* _Written request 1_
Write out the hearing transcript again from the words "PRESENTATION BY MR." through "(Laughter.)", swapping "trip" for "journey".
* _Written request 2_
Pick up the hearing transcript after its last line and keep it going.

PRESENTATION BY MR. D.C. TOEDT;
ARNOLD, WHITE AND DURKEE
MR. TOEDT;:  First off, thank you very much for accommodating
the viscidities of travel.  I found out a little while ago
that the real reason for my trip, which was a federal circuit
oral argument this morning, was canceled.  So I'm glad this
was able to go forward.  I appreciate your working it in.
COMMISSIONER LEHMAN;:  I should say, this is the advantage of
a fully user fee funded agency.
(Laughter.)
COMMISSIONER LEHMAN;:  You've got to be there when your
customers are there.  The court is not a full user fee.
MR. TOEDT;:  As Mr. Commissioner indicated my name is D.C.
Toedt.  As requested in the Federal Register notice of this
hearing, let me summarize briefly for the record my
affiliation.

* _Data supplied_

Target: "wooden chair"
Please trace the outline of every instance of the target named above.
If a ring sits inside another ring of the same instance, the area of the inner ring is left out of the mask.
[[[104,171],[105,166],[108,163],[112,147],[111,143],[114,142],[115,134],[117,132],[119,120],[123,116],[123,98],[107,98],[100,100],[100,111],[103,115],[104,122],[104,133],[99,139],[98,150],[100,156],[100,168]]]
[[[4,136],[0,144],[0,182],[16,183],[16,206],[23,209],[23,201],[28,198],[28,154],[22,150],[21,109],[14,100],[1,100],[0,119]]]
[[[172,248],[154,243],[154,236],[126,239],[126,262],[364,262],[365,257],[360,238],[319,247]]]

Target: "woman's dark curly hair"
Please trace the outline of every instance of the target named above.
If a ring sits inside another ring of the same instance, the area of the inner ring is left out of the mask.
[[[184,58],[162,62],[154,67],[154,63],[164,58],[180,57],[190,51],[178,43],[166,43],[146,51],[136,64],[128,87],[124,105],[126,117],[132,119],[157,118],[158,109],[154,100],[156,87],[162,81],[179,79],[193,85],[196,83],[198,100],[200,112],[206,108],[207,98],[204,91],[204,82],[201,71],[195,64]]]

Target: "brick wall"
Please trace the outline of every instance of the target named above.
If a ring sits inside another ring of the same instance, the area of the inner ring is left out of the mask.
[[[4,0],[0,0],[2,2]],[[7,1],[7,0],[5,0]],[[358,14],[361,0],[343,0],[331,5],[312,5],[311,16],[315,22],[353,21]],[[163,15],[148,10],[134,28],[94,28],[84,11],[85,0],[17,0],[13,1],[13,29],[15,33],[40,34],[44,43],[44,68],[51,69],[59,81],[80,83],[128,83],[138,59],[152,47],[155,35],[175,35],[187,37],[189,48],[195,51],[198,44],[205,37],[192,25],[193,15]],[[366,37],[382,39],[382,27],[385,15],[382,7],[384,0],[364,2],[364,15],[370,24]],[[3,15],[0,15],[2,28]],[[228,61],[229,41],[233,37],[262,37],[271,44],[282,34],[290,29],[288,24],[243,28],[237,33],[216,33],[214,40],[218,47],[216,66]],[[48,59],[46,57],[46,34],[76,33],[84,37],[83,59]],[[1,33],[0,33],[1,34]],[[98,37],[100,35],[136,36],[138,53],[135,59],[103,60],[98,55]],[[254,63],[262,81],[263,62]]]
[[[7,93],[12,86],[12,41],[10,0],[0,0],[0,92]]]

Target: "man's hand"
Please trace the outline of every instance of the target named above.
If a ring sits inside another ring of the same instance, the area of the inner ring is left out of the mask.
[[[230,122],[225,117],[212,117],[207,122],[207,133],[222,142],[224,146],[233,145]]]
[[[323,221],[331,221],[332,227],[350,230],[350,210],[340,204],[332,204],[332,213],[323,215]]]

* * *

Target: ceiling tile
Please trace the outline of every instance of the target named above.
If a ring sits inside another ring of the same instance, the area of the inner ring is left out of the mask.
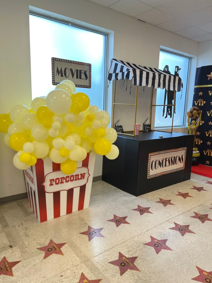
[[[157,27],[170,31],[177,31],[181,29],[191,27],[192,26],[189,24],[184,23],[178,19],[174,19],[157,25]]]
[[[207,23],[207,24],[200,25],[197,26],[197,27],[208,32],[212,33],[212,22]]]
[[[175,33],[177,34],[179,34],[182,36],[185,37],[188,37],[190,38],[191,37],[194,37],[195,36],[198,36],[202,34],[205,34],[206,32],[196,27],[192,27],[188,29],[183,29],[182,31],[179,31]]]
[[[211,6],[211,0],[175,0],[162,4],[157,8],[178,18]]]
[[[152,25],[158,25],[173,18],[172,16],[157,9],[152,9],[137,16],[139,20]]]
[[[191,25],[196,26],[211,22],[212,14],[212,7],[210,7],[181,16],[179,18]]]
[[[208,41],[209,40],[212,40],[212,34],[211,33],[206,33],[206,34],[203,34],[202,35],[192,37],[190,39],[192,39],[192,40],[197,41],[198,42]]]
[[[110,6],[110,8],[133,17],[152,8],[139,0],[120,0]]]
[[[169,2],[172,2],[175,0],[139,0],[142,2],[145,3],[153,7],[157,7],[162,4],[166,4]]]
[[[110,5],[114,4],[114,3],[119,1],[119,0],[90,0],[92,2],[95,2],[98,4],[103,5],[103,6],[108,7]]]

* _Written response 1_
PRESENTATION BY MR. D.C. TOEDT;
ARNOLD, WHITE AND DURKEE
MR. TOEDT;:  First off, thank you very much for accommodating
the viscidities of travel.  I found out a little while ago
that the real reason for my journey, which was a federal circuit
oral argument this morning, was canceled.  So I'm glad this
was able to go forward.  I appreciate your working it in.
COMMISSIONER LEHMAN;:  I should say, this is the advantage of
a fully user fee funded agency.
(Laughter.)

* _Written response 2_
I'm a shareholder and chair of the Patent Prosecution Practice
Committee at Arnold, White and Durkee, practicing in the
firm's Houston office.  Much of my firm's practice and my own
work relates to the computer industry and to computer
software.  My remarks today, however, represent my own views
and not necessarily those of my firm nor of any of its clients
or its other attorneys.  My remarks are directed strictly to
procedural questions and not to the substantive issues that
have come up in these hearings.
For the convenience of the panel, the written version of my
remarks includes something of an executive summary beginning
on page 2.
Mr. Secretary, you mentioned just now, and in San Jose two
weeks ago, your focus on the customers of the PTO, and we're
all aware of the Clinton Administration's commitment to
reinventing government.  It sounds as though you're familiar
with the concept of reengineering.
The PTO has made considerable progress lately in improving the
quality of examinations, but the challenge faced by the Office
is broader than that.  The Office should be concerned with
doing the right things in today's high technology world, and
not just doing things right as that might have been defined
years or decades or even centuries ago.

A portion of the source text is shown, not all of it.